- _What you should do_
Reproduce the listing below, changing every "keypoint" to "marker" and leaving everything else unchanged.

***

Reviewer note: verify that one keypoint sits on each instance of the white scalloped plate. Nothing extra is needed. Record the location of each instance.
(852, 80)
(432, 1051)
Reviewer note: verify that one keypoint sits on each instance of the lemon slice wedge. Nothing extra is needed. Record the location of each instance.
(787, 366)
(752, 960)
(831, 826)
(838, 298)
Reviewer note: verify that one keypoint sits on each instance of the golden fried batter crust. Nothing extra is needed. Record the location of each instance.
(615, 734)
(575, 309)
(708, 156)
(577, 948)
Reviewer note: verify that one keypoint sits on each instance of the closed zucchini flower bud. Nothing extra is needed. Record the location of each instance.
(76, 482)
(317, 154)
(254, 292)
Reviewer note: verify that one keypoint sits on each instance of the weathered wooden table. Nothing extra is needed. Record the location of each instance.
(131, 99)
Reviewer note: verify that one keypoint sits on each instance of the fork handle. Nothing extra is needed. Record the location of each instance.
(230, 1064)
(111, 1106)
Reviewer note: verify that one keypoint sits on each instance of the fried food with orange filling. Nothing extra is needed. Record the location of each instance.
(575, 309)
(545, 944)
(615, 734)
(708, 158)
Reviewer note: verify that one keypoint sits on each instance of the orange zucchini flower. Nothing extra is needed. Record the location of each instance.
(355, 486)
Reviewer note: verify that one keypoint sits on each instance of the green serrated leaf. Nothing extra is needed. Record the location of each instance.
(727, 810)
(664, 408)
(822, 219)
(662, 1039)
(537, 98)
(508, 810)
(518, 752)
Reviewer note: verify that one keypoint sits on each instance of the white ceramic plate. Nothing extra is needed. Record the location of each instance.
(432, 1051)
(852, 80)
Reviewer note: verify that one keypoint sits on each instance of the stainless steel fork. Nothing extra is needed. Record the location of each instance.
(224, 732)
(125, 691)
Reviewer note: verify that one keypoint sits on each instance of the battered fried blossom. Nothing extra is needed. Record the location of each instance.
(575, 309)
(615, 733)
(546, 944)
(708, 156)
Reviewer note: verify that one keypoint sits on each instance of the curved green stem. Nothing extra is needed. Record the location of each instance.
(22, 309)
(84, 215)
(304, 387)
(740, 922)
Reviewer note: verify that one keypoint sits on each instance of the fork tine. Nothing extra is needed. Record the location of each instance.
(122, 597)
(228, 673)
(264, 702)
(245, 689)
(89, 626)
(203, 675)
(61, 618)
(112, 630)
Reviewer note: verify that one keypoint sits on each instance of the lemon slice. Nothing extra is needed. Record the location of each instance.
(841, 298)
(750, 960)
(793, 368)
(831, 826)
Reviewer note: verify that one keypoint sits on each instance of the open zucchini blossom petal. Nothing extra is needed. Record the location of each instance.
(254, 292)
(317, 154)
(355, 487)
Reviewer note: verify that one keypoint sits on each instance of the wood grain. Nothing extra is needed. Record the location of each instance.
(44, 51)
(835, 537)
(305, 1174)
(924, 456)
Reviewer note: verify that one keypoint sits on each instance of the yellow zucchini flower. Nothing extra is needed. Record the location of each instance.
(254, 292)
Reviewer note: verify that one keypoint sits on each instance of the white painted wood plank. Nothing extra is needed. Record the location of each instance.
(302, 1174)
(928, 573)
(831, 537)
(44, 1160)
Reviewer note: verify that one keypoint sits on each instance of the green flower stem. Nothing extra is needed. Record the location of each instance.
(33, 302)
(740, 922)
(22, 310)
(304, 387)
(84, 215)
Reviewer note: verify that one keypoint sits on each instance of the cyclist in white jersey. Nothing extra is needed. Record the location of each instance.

***

- _Complete answer_
Reviewer note: verify that one marker sits on each instance of the white scalloped plate. Nothing extra is needed. Record the location of each instance.
(852, 80)
(432, 1051)
Reviewer note: verify that one marker sits on each instance of the lemon slice wedge. Nothing extra is needed. Record the location of each instance.
(787, 366)
(752, 960)
(831, 826)
(838, 298)
Reviewer note: verify that one marker sits on each instance of the golden fried batter crust. Nothing extra is needed. Record the location of each instance.
(615, 734)
(575, 309)
(708, 156)
(577, 948)
Reviewer note: verify that one marker sits on each instance of the closed zucchini flower bud. Nothing extra is needed. Record the location of each instance.
(76, 482)
(317, 154)
(254, 292)
Reviewer note: verify that one marker sits on each instance of the weathered wooden table. Nothing extra is needed. Record the location of each instance.
(131, 99)
Reviewer note: verify that one marker sits on each instance of the fork handle. Nothing extra is needed. Record the location of each instance.
(230, 1064)
(111, 1106)
Reviewer note: verify that one marker sits on each instance of the fried food with orange filling. Nothing extra is needed. Record the location of each instance.
(575, 309)
(545, 944)
(615, 734)
(708, 158)
Reviewer note: verify that one marker sits on each instance of the orange zucchini flower. Nothing extra is needed. Record the location of each instance.
(355, 486)
Reviewer note: verify that one marker sits on each instance of the green serrated leaf. Nothing extra is needed. Record the location of each instance.
(727, 810)
(664, 408)
(822, 219)
(662, 1039)
(537, 98)
(508, 810)
(518, 752)
Reviewer note: verify that one marker sits on each instance of the white ceramic plate. Nothing extra is needed. Record the location of each instance.
(432, 1051)
(852, 80)
Reviewer note: verify that one marker sits on each instance of the stainless steel fork. Nothing extra is needed. Record the location of each instance.
(224, 732)
(125, 691)
Reviewer note: verify that one marker sits on each instance of the battered fried blossom. Nothing extra is needed. Record the location of each instance.
(575, 309)
(615, 733)
(546, 944)
(708, 156)
Reviewer note: verify that one marker sits on each instance of the curved green stem. Nothing extra is needed. Record the location of each instance.
(22, 309)
(84, 215)
(304, 387)
(740, 922)
Reviewer note: verify that one marker sits on each instance of the fork tine. Nothing extra is needed. Record the location of each instance.
(122, 597)
(228, 673)
(264, 702)
(245, 689)
(89, 626)
(203, 675)
(61, 618)
(112, 630)
Reviewer note: verify that one marker sits on each instance of the lemon slice. Nothing extra is needed. Record the location of each instance.
(841, 298)
(750, 960)
(793, 368)
(831, 826)
Reviewer note: verify that one marker sits on each instance of the open zucchini blossom petal. Nothing extra is needed. Record the location of each instance.
(254, 292)
(317, 154)
(355, 487)
Reviewer note: verify that one marker sits on each instance of the wood grain. Nothing extra is needed. Record the location of each instance.
(44, 51)
(835, 537)
(305, 1174)
(924, 456)
Reviewer note: verify that one marker sits on each instance of the yellow zucchini flower. Nothing extra is needed. Record the location of each instance.
(254, 292)
Reviewer note: verify that one marker sits on each instance of the white painted wood plank. Nothing extra is needed. Record the location of each instance.
(302, 1174)
(928, 573)
(831, 537)
(44, 1160)
Reviewer note: verify that one marker sits on each instance of the green flower stem. Nothing extra is needed. Record the location of each instance.
(33, 302)
(740, 922)
(22, 310)
(304, 387)
(84, 215)
Reviewer note: verify that one marker sits on each instance of the cyclist in white jersey. Nothing extra is needed. Record the location of each instance.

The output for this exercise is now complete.